*** GIVEN PASSAGE ***

Summary and conclusions

All of these data are consistent with the Quantal Theory of Immunity. Like the IL2/IL2R-determined quantal decision to undergo cell cycle progression, there appear to be quantal decisions operative at the level of the immunological synapse that lead to distinct cell fates, which in turn are ultimately determined by the extent and duration of IL2 and IL2R gene expression. For example, if the agonist pMHC ligand concentration is low, only T cells with a high affinity and density of TCRs will form a stable synapse that can result in sustained triggering of IL2 gene expression, and thereby cell cycle progression, followed by T cell differentiation and survival. Obviously, the initial number of T cell precursors that are triggered will be reflected ultimately by the number and size of the expanded clones of cells, and this will determine whether there is a detectable systemic immune response. Accordingly, when the pMHC antigen concentration increases, T cells with lower TCR affinities and/or densities will be brought into play, resulting in a greater number of precursors activated, thereby resulting in a greater systemic immune response. By comparison, should the pMHC concentration be too low, then cells with low TCR affinities and/or densities may have abortive expression of the IL2 gene, which would be predicted to favor differentiation to T-Reg cells 66, 67, 68, 69. Cells with still lower TCR densities when confronted with low pMHC concentrations may become anergic because of the lack of activation of IL2 gene expression 48.

***

■ PROBLEM TO WORK ON
Say whether each statement agrees with the summary and conclusions, answering yes or no and quoting the deciding words: (a) at a low agonist pMHC ligand concentration, only T cells with a high affinity and density of TCRs form a stable synapse; (b) abortive expression of the IL2 gene is predicted to favor anergy; (c) a rise in pMHC antigen concentration brings T cells with lower TCR affinities and/or densities into play.

*** RECORDS SUPPLIED ***

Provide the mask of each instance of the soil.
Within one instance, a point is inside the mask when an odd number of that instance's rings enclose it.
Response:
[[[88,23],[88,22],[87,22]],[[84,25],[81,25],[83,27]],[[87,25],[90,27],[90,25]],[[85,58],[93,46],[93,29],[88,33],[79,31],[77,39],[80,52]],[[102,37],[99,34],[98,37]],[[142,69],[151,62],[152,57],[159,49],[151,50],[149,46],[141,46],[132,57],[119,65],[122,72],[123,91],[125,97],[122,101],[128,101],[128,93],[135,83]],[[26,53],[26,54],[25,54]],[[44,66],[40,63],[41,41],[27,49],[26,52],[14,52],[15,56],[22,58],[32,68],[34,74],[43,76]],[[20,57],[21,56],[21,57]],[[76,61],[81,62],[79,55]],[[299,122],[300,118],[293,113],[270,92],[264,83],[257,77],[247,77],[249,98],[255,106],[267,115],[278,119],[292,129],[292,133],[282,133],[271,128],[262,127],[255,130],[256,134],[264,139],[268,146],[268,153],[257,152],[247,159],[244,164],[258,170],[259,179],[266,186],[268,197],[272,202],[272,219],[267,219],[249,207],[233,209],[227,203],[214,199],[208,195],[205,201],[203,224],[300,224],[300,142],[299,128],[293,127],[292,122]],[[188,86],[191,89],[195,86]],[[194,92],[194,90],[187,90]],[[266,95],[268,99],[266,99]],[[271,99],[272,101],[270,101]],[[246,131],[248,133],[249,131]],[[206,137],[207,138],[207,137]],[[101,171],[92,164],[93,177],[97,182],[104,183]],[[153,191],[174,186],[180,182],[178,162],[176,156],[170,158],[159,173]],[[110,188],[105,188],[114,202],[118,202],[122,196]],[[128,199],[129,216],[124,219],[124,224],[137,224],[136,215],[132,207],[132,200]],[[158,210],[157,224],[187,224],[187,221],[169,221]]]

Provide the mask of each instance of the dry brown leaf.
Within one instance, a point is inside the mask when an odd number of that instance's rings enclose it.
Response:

***

■ RESULT FOR THIS TASK
(a) Yes: "if the agonist pMHC ligand concentration is low, only T cells with a high affinity and density of TCRs will form a stable synapse"
(b) No: "may have abortive expression of the IL2 gene, which would be predicted to favor differentiation to T-Reg cells"
(c) Yes: "when the pMHC antigen concentration increases, T cells with lower TCR affinities and/or densities will be brought into play"